### Stated task 1
Alter the passage of the error-handling text that begins at the words "except Exception as" and stops after "with incomplete data.", so that "incomplete data" reads "partial data" instead.
### Stated task 2
Answer these questions from the error-handling text:
(a) Which benefit of fail-fast has the stack trace pointing to the actual problem?
(b) Which class serves as the base exception for the custom exceptions?
(c) When is ConfigurationError raised?

### Excerpt to read
## Begin

Distinguishing Valid Empty States from Errors

Ask yourself: "Would an empty result surprise the caller and cause problems downstream?"

ScenarioEmpty/Default OK?Recommended Approach
Query returns no matching records✅ YesReturn empty list
Required config file is missing❌ NoRaise FileNotFoundError
API call fails❌ NoRaise exception with details
Optional field not provided✅ YesReturn None or default
Required field missing from response❌ NoRaise ValueError
User has no assigned tasks✅ YesReturn empty list
User account doesn't exist❌ NoRaise UserNotFoundError

Benefits of Fail-Fast

Immediate feedback: Errors caught at the source, not downstream

Clear error messages: Exception describes exactly what went wrong

Easier debugging: Stack trace points to the actual problem

Explicit contracts: Function signature and behavior are unambiguous

No hidden state: Caller always knows if operation succeeded

Prevents data corruption: Invalid states don't propagate through the system

Let Exceptions Propagate in Services

Service methods should not catch exceptions and continue with default values. Let exceptions propagate to fail the calling workflow:

python
# ❌ BAD: Catch and continue with empty data
def collect_stats(self, project: str) -> Stats:
    try:
        prs = self.pr_service.get_open_prs(project)
    except Exception as e:
        print(f"Error: {e}")
        prs = []  # ❌ Silent failure - stats will be wrong
    return Stats(prs=prs)

# ✅ GOOD: Let exceptions propagate
def collect_stats(self, project: str) -> Stats:
    prs = self.pr_service.get_open_prs(project)  # ✅ Fails if API errors
    return Stats(prs=prs)

If the GitHub API fails, the workflow should fail - not continue with incomplete data.

Custom Exception Classes

Define specific exceptions to make error handling clear:

python
# domain/exceptions.py
class ClaudeChainError(Exception):
    """Base exception for ClaudeChain errors."""
    pass

class ConfigurationError(ClaudeChainError):
    """Raised when configuration is invalid or missing."""
    pass

class ProjectNotFoundError(ClaudeChainError):
    """Raised when a project doesn't exist."""
    pass

class TaskNotFoundError(ClaudeChainError):
    """Raised when a task doesn't exist."""
    pass

# Usage
def get_project(name: str) -> Project:
    project = self.repository.find_by_name(name)
    if project is None:
        raise ProjectNotFoundError(f"Project '{name}' not found")

## End

### Information shown
## Begin

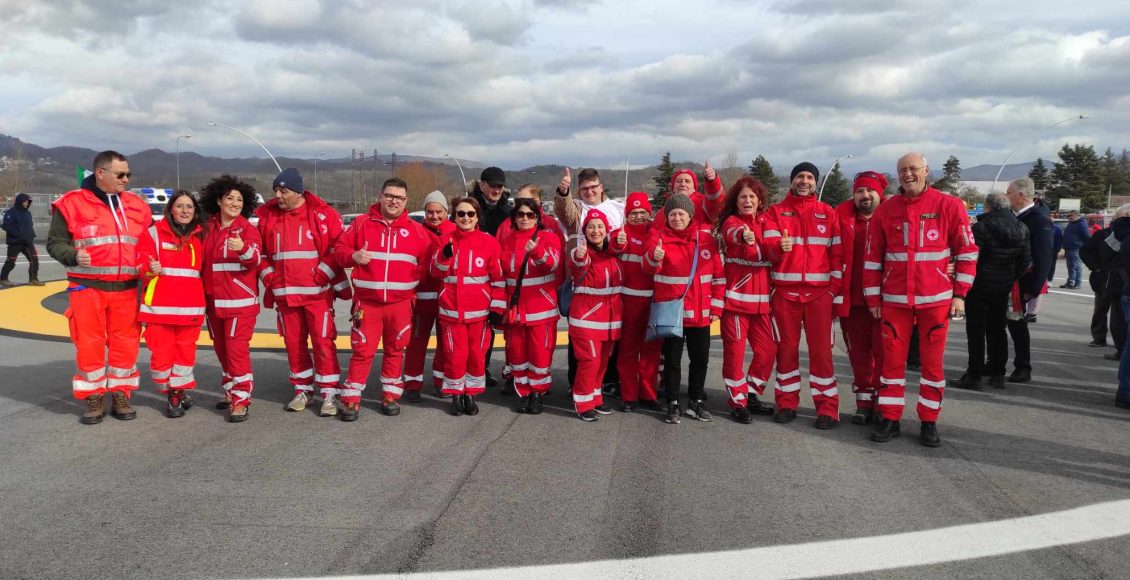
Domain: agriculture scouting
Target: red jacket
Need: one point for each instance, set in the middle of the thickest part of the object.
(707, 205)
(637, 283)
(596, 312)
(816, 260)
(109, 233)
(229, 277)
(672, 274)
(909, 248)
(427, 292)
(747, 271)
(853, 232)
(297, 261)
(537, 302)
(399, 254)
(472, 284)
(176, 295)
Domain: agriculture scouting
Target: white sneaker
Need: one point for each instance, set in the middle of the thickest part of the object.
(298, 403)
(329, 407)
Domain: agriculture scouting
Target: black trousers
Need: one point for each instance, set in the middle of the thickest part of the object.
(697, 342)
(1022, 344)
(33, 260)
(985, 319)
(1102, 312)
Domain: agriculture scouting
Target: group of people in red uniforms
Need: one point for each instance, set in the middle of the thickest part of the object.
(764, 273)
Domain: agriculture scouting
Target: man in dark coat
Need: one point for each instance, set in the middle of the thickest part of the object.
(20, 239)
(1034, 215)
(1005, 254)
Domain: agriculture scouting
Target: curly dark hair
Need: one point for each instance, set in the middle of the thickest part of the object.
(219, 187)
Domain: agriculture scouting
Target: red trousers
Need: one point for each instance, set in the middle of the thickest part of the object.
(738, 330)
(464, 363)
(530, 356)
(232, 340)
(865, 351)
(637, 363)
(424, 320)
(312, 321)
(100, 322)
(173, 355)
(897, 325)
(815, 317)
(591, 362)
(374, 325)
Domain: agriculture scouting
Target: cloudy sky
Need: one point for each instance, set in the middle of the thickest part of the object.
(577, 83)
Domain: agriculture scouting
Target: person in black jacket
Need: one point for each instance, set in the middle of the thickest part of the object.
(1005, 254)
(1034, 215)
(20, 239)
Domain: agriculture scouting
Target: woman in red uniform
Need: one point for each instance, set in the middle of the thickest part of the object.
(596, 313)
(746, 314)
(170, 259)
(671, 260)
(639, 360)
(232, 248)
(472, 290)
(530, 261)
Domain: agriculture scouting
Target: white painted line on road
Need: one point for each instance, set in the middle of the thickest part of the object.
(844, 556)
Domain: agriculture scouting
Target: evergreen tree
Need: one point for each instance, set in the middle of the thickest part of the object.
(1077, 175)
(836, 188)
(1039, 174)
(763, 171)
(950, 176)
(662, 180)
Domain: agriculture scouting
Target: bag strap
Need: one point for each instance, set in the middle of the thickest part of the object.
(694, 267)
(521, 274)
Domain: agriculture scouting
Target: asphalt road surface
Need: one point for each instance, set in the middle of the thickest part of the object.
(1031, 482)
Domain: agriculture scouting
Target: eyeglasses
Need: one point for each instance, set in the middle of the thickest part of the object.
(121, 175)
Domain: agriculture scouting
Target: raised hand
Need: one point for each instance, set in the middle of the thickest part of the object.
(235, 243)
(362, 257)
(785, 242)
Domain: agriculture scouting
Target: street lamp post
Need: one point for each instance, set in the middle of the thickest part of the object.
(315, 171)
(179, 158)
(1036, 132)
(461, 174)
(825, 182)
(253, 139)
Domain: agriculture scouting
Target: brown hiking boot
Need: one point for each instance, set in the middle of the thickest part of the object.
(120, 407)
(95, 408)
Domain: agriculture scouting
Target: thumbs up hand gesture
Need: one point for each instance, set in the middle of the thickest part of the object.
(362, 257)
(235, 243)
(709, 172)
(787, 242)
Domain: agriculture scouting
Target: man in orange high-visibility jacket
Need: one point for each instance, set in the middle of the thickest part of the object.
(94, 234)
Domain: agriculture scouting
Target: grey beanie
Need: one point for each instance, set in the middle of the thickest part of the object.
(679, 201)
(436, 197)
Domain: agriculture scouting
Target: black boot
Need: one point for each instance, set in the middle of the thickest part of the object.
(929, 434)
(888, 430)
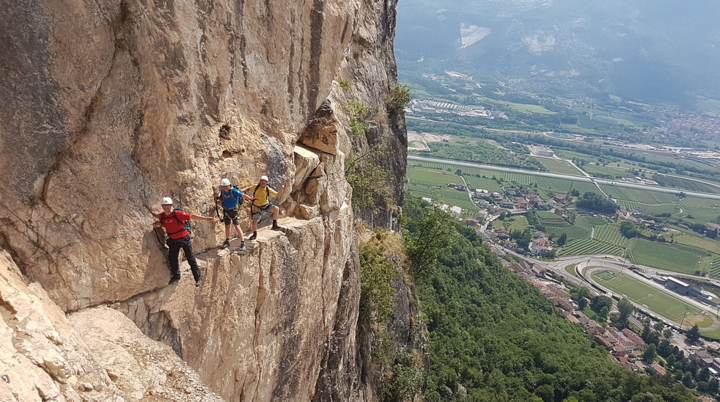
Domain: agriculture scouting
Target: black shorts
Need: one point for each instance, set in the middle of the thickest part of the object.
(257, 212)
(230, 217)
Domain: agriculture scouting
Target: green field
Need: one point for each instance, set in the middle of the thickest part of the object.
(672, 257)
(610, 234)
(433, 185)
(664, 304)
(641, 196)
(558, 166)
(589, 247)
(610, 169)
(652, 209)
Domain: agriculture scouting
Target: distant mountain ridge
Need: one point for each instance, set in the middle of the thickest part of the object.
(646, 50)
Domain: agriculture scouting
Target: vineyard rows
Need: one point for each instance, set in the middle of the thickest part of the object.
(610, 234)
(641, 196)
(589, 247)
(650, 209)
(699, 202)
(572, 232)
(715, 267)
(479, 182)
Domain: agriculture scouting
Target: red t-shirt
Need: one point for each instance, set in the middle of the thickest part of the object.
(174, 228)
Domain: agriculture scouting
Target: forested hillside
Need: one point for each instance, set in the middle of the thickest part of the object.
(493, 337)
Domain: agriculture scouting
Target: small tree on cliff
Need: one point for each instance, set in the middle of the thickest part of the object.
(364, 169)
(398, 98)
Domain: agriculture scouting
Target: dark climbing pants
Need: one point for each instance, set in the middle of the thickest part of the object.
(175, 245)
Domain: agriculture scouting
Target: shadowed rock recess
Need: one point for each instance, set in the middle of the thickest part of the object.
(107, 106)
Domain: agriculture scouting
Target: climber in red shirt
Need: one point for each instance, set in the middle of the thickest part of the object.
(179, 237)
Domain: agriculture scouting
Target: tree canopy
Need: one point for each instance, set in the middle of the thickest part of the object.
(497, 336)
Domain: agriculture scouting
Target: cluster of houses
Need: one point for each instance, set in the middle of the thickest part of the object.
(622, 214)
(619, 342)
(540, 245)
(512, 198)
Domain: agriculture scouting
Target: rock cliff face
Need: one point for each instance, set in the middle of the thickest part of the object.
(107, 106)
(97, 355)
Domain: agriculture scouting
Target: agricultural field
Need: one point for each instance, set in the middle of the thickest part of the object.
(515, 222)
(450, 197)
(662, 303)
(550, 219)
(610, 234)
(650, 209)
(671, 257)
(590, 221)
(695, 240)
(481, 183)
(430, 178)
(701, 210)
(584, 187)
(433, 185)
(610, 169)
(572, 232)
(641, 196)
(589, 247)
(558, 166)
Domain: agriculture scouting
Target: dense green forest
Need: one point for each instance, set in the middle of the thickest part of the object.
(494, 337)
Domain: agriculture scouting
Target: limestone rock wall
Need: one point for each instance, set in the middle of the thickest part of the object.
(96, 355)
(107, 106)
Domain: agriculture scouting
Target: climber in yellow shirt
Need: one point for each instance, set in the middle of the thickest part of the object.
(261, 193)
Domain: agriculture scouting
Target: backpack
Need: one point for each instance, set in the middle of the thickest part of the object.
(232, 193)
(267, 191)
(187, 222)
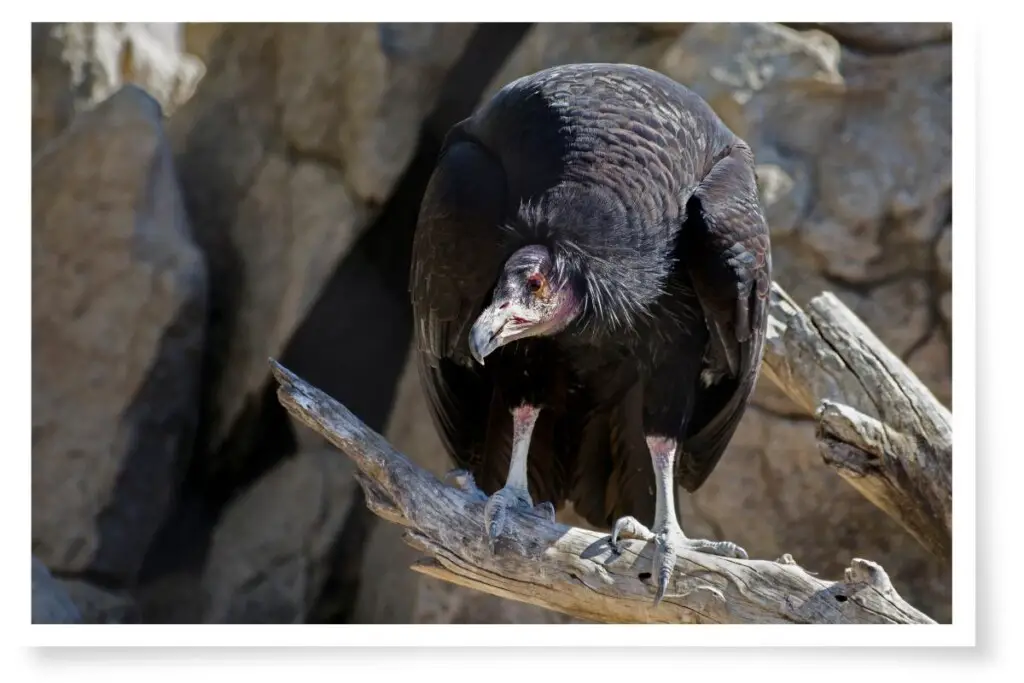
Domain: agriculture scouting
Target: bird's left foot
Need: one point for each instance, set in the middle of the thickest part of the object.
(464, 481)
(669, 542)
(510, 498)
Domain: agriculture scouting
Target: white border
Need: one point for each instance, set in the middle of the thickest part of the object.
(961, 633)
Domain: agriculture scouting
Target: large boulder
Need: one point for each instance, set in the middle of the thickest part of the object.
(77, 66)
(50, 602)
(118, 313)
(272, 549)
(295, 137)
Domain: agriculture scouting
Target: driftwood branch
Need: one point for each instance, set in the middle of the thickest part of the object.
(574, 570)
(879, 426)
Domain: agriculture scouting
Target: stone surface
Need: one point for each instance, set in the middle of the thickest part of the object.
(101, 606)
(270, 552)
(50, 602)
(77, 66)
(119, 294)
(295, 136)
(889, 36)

## End
## Begin

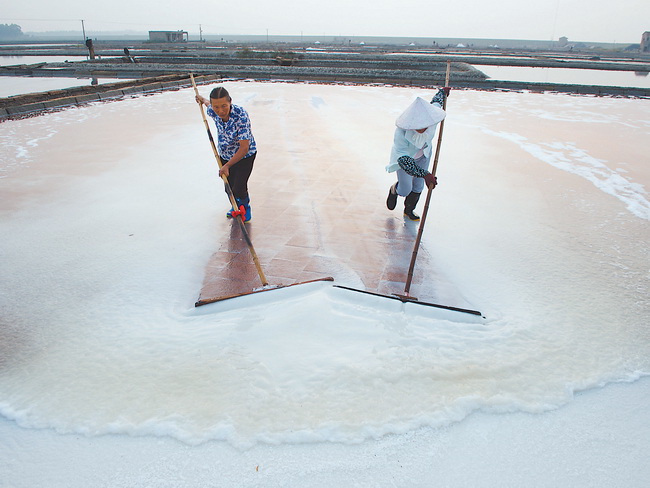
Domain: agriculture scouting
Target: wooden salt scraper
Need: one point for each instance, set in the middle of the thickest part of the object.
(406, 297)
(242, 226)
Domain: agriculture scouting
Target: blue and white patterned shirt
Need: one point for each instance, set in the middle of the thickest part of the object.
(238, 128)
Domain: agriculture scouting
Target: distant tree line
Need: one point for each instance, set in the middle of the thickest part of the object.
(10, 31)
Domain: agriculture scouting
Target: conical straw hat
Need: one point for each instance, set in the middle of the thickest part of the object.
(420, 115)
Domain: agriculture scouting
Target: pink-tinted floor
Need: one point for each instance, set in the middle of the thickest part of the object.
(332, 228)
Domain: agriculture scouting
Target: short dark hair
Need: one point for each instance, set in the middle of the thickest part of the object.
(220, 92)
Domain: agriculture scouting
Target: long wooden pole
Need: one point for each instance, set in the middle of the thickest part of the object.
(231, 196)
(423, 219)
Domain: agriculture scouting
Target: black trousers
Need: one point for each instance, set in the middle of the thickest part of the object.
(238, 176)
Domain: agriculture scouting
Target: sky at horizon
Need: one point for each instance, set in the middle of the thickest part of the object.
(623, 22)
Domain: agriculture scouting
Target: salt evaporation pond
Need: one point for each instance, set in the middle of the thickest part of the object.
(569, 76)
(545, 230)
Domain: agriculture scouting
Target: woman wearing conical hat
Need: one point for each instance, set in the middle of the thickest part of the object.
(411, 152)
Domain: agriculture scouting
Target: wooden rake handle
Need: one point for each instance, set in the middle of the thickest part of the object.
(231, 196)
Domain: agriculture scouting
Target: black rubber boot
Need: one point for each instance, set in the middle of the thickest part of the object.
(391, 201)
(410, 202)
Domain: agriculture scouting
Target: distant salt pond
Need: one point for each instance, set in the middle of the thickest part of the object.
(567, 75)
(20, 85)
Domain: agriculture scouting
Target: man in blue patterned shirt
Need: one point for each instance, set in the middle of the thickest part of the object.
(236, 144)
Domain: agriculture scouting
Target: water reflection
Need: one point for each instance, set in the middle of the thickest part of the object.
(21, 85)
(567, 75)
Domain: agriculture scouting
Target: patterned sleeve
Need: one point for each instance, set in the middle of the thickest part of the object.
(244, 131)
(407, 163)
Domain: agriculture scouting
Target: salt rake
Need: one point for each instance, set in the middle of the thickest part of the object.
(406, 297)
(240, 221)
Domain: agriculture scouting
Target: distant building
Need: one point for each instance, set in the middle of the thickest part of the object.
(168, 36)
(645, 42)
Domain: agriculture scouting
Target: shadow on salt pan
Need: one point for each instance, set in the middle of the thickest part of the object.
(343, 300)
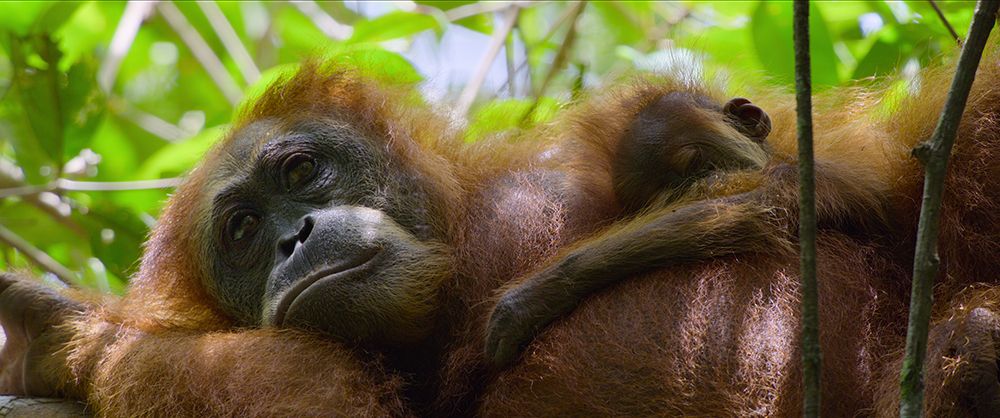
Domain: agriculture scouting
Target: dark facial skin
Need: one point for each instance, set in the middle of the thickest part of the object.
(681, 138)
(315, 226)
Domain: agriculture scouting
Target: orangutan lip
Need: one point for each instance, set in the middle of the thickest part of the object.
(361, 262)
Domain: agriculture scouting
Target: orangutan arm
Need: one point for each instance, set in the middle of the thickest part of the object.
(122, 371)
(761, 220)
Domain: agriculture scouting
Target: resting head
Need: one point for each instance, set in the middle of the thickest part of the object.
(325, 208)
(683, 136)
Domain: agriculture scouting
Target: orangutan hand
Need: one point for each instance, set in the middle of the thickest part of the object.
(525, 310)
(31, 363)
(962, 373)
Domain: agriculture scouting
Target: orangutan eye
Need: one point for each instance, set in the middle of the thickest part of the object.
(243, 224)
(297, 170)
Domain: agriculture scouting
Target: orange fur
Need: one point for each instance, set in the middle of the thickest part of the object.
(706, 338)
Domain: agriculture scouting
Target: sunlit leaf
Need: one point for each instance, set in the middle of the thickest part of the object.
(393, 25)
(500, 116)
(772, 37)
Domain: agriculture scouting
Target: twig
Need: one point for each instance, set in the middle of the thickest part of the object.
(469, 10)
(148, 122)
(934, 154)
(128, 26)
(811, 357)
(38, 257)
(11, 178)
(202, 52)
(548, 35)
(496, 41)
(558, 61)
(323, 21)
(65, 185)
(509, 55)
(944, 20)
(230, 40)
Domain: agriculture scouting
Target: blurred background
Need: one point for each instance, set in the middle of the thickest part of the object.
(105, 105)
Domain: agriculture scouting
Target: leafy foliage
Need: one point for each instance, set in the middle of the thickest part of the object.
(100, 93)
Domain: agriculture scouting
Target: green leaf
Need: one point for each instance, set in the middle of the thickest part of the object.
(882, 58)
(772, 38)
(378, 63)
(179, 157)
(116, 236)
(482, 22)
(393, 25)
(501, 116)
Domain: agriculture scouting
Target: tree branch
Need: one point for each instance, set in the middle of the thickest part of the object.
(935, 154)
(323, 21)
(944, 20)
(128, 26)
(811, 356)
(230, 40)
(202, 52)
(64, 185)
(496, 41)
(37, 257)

## End

### Right answer 1
except Exception as e:
        print(f"Error: {e}")
        prs = []  # ❌ Silent failure - stats will be wrong
    return Stats(prs=prs)

# ✅ GOOD: Let exceptions propagate
def collect_stats(self, project: str) -> Stats:
    prs = self.pr_service.get_open_prs(project)  # ✅ Fails if API errors
    return Stats(prs=prs)

If the GitHub API fails, the workflow should fail - not continue with partial data.

### Right answer 2
(a) Easier debugging.
(b) ClaudeChainError.
(c) When configuration is invalid or missing.